** Given task **
Please rewrite the data between the lines holding "Every instance of the black dining chair gets" and "313 302 L 299", inclusive, with "dining chair" changed to "office chair" and nothing else altered.

** Task inputs **
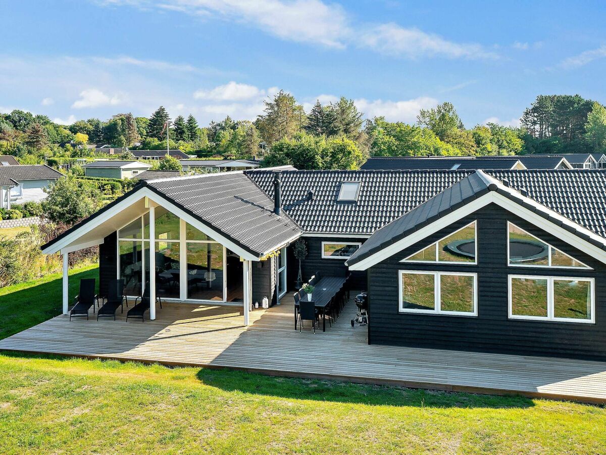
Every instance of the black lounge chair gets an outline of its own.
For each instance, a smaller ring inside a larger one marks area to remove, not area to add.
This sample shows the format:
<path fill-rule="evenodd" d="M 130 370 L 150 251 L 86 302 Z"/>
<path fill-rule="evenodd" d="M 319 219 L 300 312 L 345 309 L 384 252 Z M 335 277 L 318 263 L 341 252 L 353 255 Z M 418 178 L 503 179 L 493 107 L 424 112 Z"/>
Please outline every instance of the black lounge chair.
<path fill-rule="evenodd" d="M 99 297 L 95 293 L 95 281 L 94 278 L 87 278 L 80 280 L 80 293 L 74 298 L 74 306 L 70 311 L 70 320 L 72 317 L 88 318 L 88 310 L 93 307 L 95 312 L 95 302 L 99 303 Z"/>
<path fill-rule="evenodd" d="M 116 310 L 121 307 L 124 312 L 124 302 L 128 306 L 128 301 L 124 295 L 124 281 L 122 280 L 112 280 L 107 289 L 107 301 L 97 312 L 97 320 L 100 317 L 113 317 L 116 320 Z"/>
<path fill-rule="evenodd" d="M 141 299 L 138 303 L 137 302 Z M 156 301 L 159 302 L 160 308 L 162 308 L 162 299 L 158 295 L 156 296 Z M 141 322 L 145 321 L 145 312 L 150 309 L 150 283 L 145 283 L 145 290 L 143 292 L 143 295 L 137 297 L 135 300 L 135 306 L 129 309 L 126 313 L 126 320 L 128 318 L 141 318 Z"/>

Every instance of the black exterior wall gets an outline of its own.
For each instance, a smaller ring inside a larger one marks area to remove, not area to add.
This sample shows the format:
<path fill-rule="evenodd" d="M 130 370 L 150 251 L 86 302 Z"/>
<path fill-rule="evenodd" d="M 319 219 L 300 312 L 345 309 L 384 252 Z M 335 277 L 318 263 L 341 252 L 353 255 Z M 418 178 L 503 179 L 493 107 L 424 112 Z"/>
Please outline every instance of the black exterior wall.
<path fill-rule="evenodd" d="M 99 246 L 99 295 L 106 295 L 110 280 L 116 279 L 117 265 L 118 233 L 113 232 Z"/>
<path fill-rule="evenodd" d="M 323 259 L 322 257 L 322 242 L 331 241 L 343 243 L 364 243 L 367 239 L 351 237 L 304 237 L 307 242 L 307 257 L 301 261 L 301 272 L 303 283 L 309 280 L 316 272 L 321 272 L 325 275 L 345 277 L 351 273 L 348 281 L 350 289 L 365 289 L 366 273 L 364 272 L 350 272 L 345 265 L 344 259 Z M 295 284 L 299 272 L 299 261 L 293 253 L 293 246 L 288 248 L 288 290 L 295 289 Z"/>
<path fill-rule="evenodd" d="M 265 261 L 252 263 L 253 305 L 259 302 L 259 308 L 263 297 L 267 297 L 270 305 L 276 300 L 276 260 L 270 258 Z"/>
<path fill-rule="evenodd" d="M 477 265 L 400 263 L 410 254 L 478 220 Z M 507 266 L 507 221 L 593 269 Z M 398 271 L 478 274 L 478 316 L 401 313 Z M 368 271 L 368 343 L 421 348 L 606 360 L 606 265 L 496 204 L 490 204 Z M 508 274 L 595 278 L 595 323 L 508 318 Z"/>

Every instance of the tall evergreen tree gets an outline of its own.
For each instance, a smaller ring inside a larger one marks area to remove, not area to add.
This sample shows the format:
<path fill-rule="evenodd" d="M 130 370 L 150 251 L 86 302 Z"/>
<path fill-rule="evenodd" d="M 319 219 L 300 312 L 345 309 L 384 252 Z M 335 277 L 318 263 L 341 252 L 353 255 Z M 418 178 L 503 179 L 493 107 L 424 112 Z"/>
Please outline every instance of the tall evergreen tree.
<path fill-rule="evenodd" d="M 600 103 L 593 103 L 585 130 L 585 138 L 594 150 L 602 151 L 606 148 L 606 108 Z"/>
<path fill-rule="evenodd" d="M 48 135 L 46 129 L 39 123 L 32 123 L 25 132 L 25 143 L 39 150 L 48 145 Z"/>
<path fill-rule="evenodd" d="M 168 116 L 168 113 L 166 112 L 164 107 L 158 107 L 150 118 L 150 123 L 147 125 L 147 136 L 159 140 L 166 139 L 167 132 L 164 128 L 164 125 L 167 122 L 168 122 L 170 126 L 170 118 Z M 164 132 L 162 132 L 162 130 L 164 130 Z"/>
<path fill-rule="evenodd" d="M 341 96 L 337 103 L 330 104 L 330 111 L 334 118 L 335 132 L 333 134 L 345 135 L 350 139 L 356 140 L 362 129 L 364 114 L 358 110 L 353 100 Z M 331 120 L 330 115 L 328 120 Z"/>
<path fill-rule="evenodd" d="M 130 147 L 133 143 L 136 142 L 141 136 L 137 129 L 137 122 L 130 112 L 124 115 L 124 139 L 126 140 L 127 147 Z"/>
<path fill-rule="evenodd" d="M 198 122 L 196 118 L 191 114 L 187 116 L 187 139 L 190 141 L 195 141 L 198 139 Z"/>
<path fill-rule="evenodd" d="M 179 115 L 175 119 L 173 123 L 173 139 L 175 141 L 187 141 L 189 139 L 189 132 L 187 131 L 187 124 L 182 115 Z"/>
<path fill-rule="evenodd" d="M 284 90 L 265 101 L 265 113 L 257 117 L 255 126 L 261 137 L 269 144 L 283 138 L 290 138 L 299 132 L 305 124 L 303 106 L 290 93 Z"/>

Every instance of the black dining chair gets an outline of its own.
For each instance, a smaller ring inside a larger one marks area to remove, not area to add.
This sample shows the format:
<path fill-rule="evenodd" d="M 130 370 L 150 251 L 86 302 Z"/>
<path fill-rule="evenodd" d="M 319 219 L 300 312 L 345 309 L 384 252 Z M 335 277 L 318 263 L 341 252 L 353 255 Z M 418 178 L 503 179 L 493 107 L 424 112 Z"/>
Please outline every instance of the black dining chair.
<path fill-rule="evenodd" d="M 313 302 L 299 302 L 299 332 L 301 333 L 303 328 L 303 321 L 311 321 L 313 324 L 313 332 L 316 333 L 316 322 L 318 321 L 318 326 L 320 326 L 320 322 L 318 320 L 318 311 L 316 311 L 316 305 Z"/>

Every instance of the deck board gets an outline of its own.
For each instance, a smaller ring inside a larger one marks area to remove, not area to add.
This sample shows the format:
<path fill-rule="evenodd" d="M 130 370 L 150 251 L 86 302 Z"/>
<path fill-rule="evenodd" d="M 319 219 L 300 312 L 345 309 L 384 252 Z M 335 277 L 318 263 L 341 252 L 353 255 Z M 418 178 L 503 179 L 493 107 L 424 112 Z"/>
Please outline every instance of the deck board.
<path fill-rule="evenodd" d="M 251 312 L 248 328 L 237 308 L 167 303 L 142 323 L 58 316 L 0 349 L 606 403 L 606 363 L 368 345 L 355 311 L 350 302 L 333 328 L 314 334 L 308 322 L 299 334 L 291 297 Z"/>

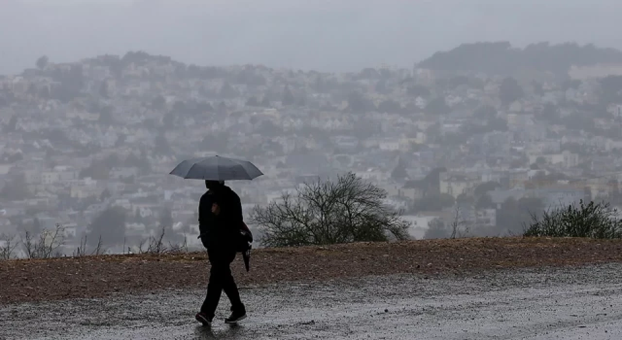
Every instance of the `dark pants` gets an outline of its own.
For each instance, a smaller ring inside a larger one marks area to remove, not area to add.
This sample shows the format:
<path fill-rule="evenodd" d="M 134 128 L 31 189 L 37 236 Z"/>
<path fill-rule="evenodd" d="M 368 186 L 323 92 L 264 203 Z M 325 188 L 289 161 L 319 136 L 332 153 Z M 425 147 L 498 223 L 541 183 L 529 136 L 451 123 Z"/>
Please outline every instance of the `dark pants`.
<path fill-rule="evenodd" d="M 201 306 L 201 311 L 213 318 L 216 308 L 220 300 L 223 290 L 231 303 L 231 310 L 244 311 L 244 305 L 239 298 L 238 286 L 233 280 L 230 265 L 235 259 L 234 252 L 207 251 L 211 269 L 210 270 L 210 282 L 207 284 L 207 296 Z"/>

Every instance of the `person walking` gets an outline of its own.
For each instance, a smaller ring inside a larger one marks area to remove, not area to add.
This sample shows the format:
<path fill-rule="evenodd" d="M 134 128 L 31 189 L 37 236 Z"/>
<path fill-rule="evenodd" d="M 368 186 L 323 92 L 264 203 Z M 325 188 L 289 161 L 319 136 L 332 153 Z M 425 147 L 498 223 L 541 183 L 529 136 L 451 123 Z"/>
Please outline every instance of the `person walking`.
<path fill-rule="evenodd" d="M 205 186 L 208 191 L 199 201 L 199 231 L 211 268 L 207 295 L 196 319 L 204 326 L 210 326 L 225 291 L 231 305 L 231 315 L 225 322 L 235 323 L 246 317 L 230 267 L 235 259 L 239 226 L 244 223 L 242 204 L 238 194 L 224 181 L 206 180 Z"/>

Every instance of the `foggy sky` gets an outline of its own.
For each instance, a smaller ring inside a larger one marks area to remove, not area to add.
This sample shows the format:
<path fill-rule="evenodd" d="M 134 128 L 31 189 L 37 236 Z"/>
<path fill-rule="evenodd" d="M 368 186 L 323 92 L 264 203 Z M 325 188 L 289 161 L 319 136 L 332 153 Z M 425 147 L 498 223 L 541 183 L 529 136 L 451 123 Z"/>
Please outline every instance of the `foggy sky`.
<path fill-rule="evenodd" d="M 538 2 L 546 4 L 537 4 Z M 465 42 L 622 49 L 617 0 L 1 0 L 0 74 L 128 50 L 198 65 L 411 68 Z"/>

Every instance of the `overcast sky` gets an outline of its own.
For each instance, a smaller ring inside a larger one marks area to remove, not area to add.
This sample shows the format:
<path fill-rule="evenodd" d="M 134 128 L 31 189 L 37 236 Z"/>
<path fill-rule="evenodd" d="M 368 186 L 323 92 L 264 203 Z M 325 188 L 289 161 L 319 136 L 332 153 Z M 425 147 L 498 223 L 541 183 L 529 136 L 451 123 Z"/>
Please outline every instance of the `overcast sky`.
<path fill-rule="evenodd" d="M 540 2 L 545 4 L 538 4 Z M 0 0 L 0 73 L 144 50 L 198 65 L 411 68 L 464 42 L 622 49 L 619 0 Z"/>

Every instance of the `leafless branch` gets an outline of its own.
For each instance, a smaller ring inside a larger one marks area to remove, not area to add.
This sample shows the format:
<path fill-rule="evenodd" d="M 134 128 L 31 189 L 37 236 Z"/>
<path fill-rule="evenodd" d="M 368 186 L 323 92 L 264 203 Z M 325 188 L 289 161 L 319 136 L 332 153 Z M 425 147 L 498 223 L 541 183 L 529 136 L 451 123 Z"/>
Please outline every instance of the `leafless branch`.
<path fill-rule="evenodd" d="M 13 258 L 13 252 L 17 246 L 14 235 L 0 234 L 0 259 L 9 260 Z"/>

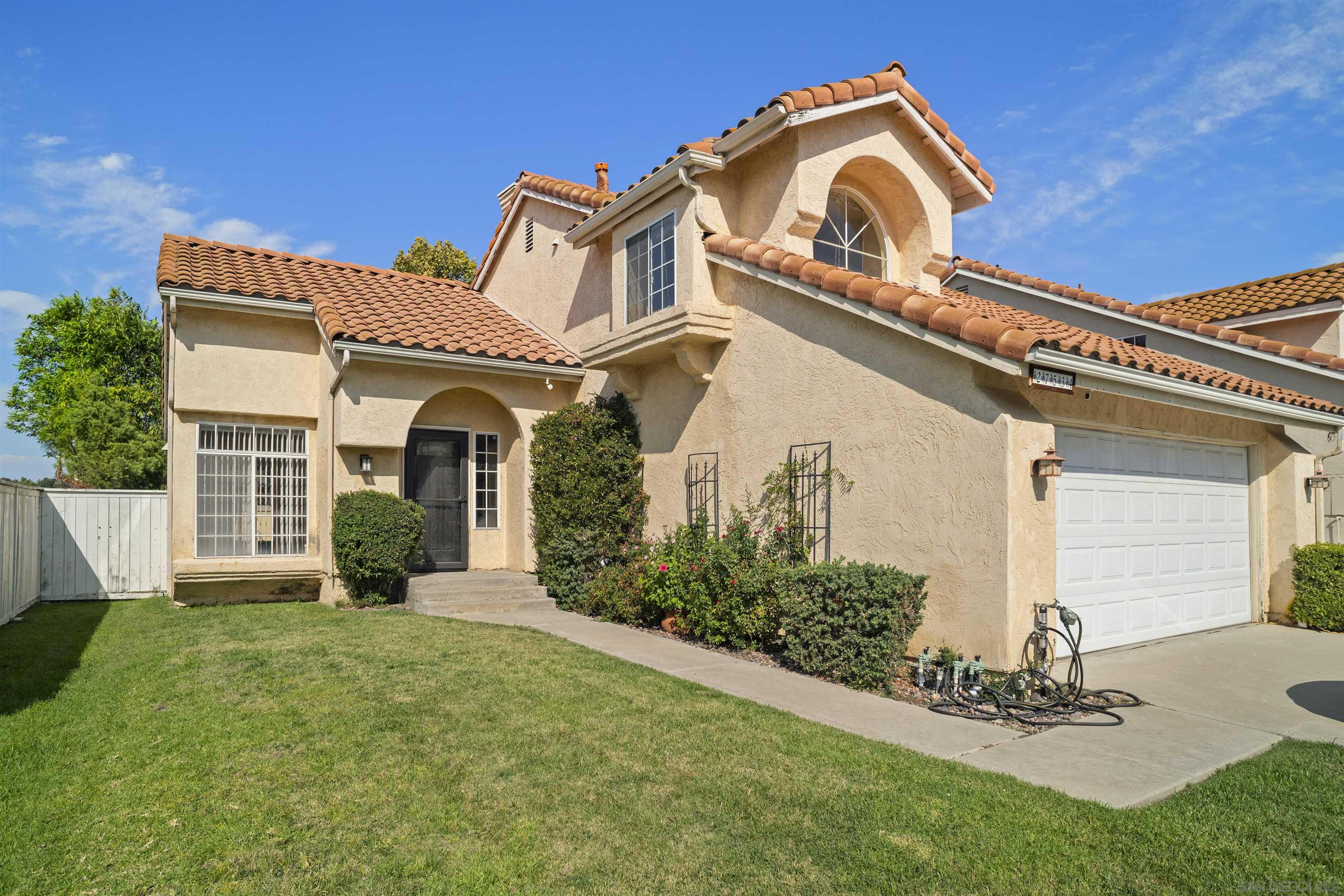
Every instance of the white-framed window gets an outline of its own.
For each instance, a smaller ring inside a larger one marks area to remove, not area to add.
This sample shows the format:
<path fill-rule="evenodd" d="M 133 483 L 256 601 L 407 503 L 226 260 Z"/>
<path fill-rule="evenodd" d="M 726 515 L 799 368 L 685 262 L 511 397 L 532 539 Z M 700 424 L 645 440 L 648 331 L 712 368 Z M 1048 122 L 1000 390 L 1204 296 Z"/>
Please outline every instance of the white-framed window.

** Solution for this task **
Every instance of the black office chair gets an outline of its own.
For each instance, a smaller ring inside a larger one marks area to remove, not area to add.
This sample shows the format:
<path fill-rule="evenodd" d="M 130 370 L 150 251 L 86 302 Z"/>
<path fill-rule="evenodd" d="M 319 219 L 300 312 L 345 309 L 384 252 Z M 335 277 L 318 263 L 341 252 L 353 255 Z M 418 178 L 503 179 L 493 107 L 424 112 Z"/>
Please outline every instance of the black office chair.
<path fill-rule="evenodd" d="M 313 302 L 299 302 L 299 332 L 301 333 L 303 328 L 303 321 L 311 321 L 313 324 L 313 332 L 316 333 L 316 322 L 318 321 L 318 326 L 320 326 L 320 322 L 318 320 L 318 311 L 316 311 L 316 305 Z"/>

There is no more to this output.